**Problem to solve**
Give back the entire listing verbatim.

[Dataset rows on where objects appear]
__________________________________________________

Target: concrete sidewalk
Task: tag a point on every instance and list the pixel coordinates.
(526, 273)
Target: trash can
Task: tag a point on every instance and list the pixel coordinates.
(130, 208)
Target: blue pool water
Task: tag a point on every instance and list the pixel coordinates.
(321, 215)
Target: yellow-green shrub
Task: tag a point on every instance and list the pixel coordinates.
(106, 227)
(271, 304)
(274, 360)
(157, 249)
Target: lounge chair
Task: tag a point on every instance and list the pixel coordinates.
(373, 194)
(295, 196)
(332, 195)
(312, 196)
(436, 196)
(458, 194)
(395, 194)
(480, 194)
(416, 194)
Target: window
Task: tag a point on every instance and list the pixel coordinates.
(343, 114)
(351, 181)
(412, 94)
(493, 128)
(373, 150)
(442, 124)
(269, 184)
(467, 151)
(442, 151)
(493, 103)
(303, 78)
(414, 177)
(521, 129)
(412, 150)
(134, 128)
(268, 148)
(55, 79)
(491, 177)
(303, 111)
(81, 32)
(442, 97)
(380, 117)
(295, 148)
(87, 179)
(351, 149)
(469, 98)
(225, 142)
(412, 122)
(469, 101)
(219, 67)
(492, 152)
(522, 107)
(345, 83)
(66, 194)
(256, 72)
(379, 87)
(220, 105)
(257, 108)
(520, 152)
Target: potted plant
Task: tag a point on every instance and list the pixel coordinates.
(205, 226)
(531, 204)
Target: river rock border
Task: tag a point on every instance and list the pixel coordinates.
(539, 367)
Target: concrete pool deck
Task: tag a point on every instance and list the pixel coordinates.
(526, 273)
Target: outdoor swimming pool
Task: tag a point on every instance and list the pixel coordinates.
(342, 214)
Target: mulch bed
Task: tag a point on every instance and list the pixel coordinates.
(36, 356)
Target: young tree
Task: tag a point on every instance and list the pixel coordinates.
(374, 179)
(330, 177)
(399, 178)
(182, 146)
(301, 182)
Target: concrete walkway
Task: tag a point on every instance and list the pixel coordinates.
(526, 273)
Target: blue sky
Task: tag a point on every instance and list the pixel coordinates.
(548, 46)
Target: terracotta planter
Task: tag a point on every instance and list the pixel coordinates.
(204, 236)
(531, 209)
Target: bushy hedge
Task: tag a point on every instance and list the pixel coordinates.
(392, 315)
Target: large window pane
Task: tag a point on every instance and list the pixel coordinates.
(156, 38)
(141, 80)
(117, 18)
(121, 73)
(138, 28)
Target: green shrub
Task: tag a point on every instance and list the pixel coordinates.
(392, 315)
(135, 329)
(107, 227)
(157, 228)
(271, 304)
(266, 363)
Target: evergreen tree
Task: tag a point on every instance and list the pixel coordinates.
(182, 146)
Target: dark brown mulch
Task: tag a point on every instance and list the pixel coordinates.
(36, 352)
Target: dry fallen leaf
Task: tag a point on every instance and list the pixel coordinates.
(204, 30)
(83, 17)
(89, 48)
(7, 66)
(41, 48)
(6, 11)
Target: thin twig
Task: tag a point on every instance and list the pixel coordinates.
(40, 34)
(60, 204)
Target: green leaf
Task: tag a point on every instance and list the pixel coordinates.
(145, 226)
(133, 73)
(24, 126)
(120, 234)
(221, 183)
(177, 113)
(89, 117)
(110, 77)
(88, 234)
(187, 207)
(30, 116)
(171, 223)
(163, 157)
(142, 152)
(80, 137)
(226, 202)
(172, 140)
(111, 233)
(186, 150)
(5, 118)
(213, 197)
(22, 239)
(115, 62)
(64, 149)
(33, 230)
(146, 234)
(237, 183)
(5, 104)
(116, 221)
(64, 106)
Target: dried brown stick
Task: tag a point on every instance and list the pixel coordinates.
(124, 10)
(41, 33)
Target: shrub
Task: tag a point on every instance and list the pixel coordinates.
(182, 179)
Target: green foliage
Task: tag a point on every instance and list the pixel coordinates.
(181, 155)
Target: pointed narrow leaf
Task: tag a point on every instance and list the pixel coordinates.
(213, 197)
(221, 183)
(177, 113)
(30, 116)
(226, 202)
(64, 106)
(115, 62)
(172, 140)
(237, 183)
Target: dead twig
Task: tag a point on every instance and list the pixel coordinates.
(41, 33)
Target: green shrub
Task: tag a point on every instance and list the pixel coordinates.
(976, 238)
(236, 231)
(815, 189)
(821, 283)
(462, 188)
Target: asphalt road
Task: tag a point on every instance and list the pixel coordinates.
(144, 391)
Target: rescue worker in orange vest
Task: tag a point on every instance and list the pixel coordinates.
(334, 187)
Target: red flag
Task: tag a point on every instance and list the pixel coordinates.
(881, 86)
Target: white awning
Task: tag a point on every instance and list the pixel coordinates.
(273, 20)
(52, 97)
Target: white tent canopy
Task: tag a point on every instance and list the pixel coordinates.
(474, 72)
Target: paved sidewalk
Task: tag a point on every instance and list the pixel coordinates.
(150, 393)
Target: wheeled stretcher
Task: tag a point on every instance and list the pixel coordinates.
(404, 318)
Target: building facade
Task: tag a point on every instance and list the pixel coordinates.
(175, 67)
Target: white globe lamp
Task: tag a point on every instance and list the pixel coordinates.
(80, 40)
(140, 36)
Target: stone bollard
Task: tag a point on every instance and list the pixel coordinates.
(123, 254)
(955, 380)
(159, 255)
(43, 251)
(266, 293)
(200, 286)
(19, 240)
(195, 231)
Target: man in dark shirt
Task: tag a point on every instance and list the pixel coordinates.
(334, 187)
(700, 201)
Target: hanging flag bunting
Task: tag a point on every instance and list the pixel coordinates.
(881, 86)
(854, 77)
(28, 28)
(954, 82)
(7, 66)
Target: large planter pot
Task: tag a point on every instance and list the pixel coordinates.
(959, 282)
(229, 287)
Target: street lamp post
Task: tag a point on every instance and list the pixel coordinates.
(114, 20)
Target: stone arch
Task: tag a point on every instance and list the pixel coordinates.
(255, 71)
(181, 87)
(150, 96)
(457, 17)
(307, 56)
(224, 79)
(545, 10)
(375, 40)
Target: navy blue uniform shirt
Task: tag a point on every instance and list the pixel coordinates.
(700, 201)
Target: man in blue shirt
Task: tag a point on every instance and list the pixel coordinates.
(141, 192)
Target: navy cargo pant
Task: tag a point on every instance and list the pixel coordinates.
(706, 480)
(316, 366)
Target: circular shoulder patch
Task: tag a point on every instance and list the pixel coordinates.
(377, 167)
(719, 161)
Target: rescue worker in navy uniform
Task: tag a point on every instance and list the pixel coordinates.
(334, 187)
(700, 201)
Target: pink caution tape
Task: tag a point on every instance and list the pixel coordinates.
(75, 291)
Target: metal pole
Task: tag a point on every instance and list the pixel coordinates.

__________________________________________________

**Task answer**
Target: concrete sidewalk
Task: tag a point on every instance and list the pixel coordinates.
(526, 273)
Target: trash can
Task: tag a point on every instance and list the pixel coordinates.
(130, 208)
Target: blue pool water
Task: tag a point on every instance and list the pixel coordinates.
(321, 215)
Target: yellow-green shrub
Task: tag a point on every instance and list the pixel coordinates.
(106, 227)
(271, 304)
(274, 360)
(157, 249)
Target: lounge chair
Task: tag a point on every instance and list the pixel coordinates.
(373, 194)
(295, 196)
(332, 195)
(312, 196)
(436, 196)
(458, 194)
(395, 194)
(480, 194)
(416, 194)
Target: window
Task: tag a point on every instance and list the pixel coordinates.
(343, 114)
(351, 181)
(412, 94)
(493, 128)
(373, 150)
(442, 124)
(269, 184)
(467, 151)
(442, 151)
(493, 103)
(303, 78)
(414, 177)
(521, 129)
(412, 150)
(134, 128)
(268, 148)
(55, 79)
(491, 177)
(303, 111)
(81, 32)
(442, 97)
(380, 117)
(295, 148)
(87, 179)
(351, 149)
(469, 98)
(225, 142)
(412, 122)
(469, 101)
(219, 67)
(492, 152)
(522, 107)
(345, 83)
(66, 194)
(256, 72)
(379, 87)
(220, 105)
(257, 108)
(520, 152)
Target: potted plant
Task: tag a point on every instance and list the pixel coordinates.
(205, 226)
(531, 204)
Target: river rock border
Task: tag a point on every instance and list the pixel coordinates.
(539, 367)
Target: concrete pool deck
Task: tag a point on every instance and list the pixel coordinates.
(526, 273)
Target: outdoor swimming pool
Task: tag a point on every instance and list the pixel coordinates.
(342, 214)
Target: mulch bed
Task: tag a point on every instance and list the pixel coordinates.
(36, 356)
Target: young tree
Task: tag a point on every instance and list the pixel coordinates.
(374, 179)
(330, 177)
(399, 178)
(182, 146)
(301, 182)
Target: concrete walkway
Task: tag a point on every instance and list the pixel coordinates.
(526, 273)
Target: blue sky
Task: tag a point on every instance and list the pixel coordinates.
(548, 46)
Target: terracotta planter
Task: tag a point on every instance and list the pixel coordinates.
(204, 236)
(531, 209)
Target: bushy hedge
Task: tag a point on every instance and list the pixel coordinates.
(392, 315)
Target: large window pane
Task: tag a point on every instance and list the pixel coordinates.
(156, 38)
(141, 80)
(117, 18)
(121, 73)
(138, 28)
Target: green shrub
Task: tag a point on every instance and list the pixel coordinates.
(392, 315)
(135, 329)
(107, 227)
(157, 228)
(271, 304)
(266, 363)
Target: evergreen tree
Task: tag a point on every instance and list the pixel coordinates.
(182, 146)
Target: dark brown mulch
Task: tag a point on every instance and list the pixel coordinates.
(36, 352)
Target: dry fallen leaf
Task: tag a point on every instance and list the pixel coordinates.
(204, 30)
(83, 17)
(89, 48)
(7, 66)
(41, 48)
(6, 11)
Target: thin twig
Task: tag a point on every instance and list the pixel coordinates.
(40, 34)
(60, 204)
Target: green leaf
Task: tag a point on every instance and list the pixel coordinates.
(145, 226)
(133, 73)
(24, 126)
(120, 234)
(221, 183)
(177, 113)
(89, 117)
(110, 77)
(88, 234)
(187, 207)
(30, 116)
(171, 223)
(163, 157)
(142, 152)
(80, 137)
(226, 202)
(172, 140)
(111, 233)
(186, 150)
(5, 118)
(213, 197)
(22, 239)
(115, 62)
(64, 149)
(33, 230)
(146, 234)
(237, 183)
(5, 104)
(116, 221)
(64, 106)
Target: dried brown stick
Task: tag a point on every instance and list the pixel coordinates.
(124, 10)
(41, 33)
Target: shrub
Task: tag a point on every instance and list the pixel coordinates.
(182, 179)
Target: green foliage
Task: tag a point on every instance and list the pixel coordinates.
(181, 155)
Target: pointed narrow leaf
Task: tag a point on every instance and list the pixel coordinates.
(213, 197)
(221, 183)
(177, 113)
(30, 116)
(226, 202)
(64, 106)
(115, 62)
(172, 140)
(237, 183)
Target: dead twig
Task: tag a point on every instance and list the pixel coordinates.
(41, 33)
Target: green shrub
Task: tag a point on every instance and list the pixel coordinates.
(976, 238)
(236, 231)
(815, 189)
(821, 283)
(462, 188)
Target: asphalt road
Task: tag a point on every instance and list the pixel coordinates.
(144, 391)
Target: rescue worker in orange vest
Task: tag a point on every instance and list the pixel coordinates.
(334, 187)
Target: red flag
Task: tag a point on every instance and list the pixel coordinates.
(881, 86)
Target: white awning
Task: tag a point on every instance and list the pixel coordinates.
(273, 20)
(52, 97)
Target: white tent canopy
Task: tag a point on every instance and list the pixel coordinates.
(474, 72)
Target: paved sidewalk
Task: tag a point on every instance and list the pixel coordinates.
(150, 393)
Target: wheeled stretcher
Task: tag a point on every instance and list the pixel coordinates.
(404, 318)
Target: building facade
Task: tag a point on every instance and list the pixel coordinates.
(175, 67)
Target: white globe lamp
Task: tag a point on every instance and list the pixel coordinates.
(80, 40)
(140, 36)
Target: stone bollard
Task: tag a point on every instance and list the pixel coordinates.
(123, 254)
(955, 380)
(159, 255)
(43, 251)
(266, 293)
(200, 286)
(19, 240)
(195, 231)
Target: man in dark shirt
Task: tag a point on every instance and list the pixel coordinates.
(334, 187)
(700, 201)
Target: hanging flag bunting
Task: tag a point on every instance and list the pixel coordinates.
(881, 86)
(854, 77)
(28, 28)
(954, 82)
(7, 66)
Target: large planter pot
Task: tag a point on every instance and list the pixel coordinates.
(959, 282)
(229, 287)
Target: street lamp post
Task: tag a point on every instance and list the pixel coordinates.
(114, 20)
Target: stone arch
Task: tag a point on every instance and list the pixel coordinates.
(255, 71)
(181, 87)
(150, 96)
(457, 17)
(307, 56)
(224, 79)
(545, 10)
(375, 40)
Target: navy blue uniform shirt
Task: tag a point on every instance and list the pixel coordinates.
(700, 201)
Target: man in blue shirt
Task: tag a point on every instance and list the pixel coordinates.
(141, 192)
Target: navy cargo pant
Task: tag a point on every instance and list the pixel coordinates.
(706, 480)
(316, 366)
Target: circular shoulder patch
Task: tag a point on every instance and list the pixel coordinates.
(377, 167)
(719, 161)
Target: rescue worker in navy uniform
Task: tag a point on every instance and list the pixel coordinates.
(334, 187)
(700, 201)
Target: pink caution tape
Task: tag a point on every instance and list the pixel coordinates.
(75, 291)
Target: metal pole
Task: tag a point on every instance and list the pixel coordinates.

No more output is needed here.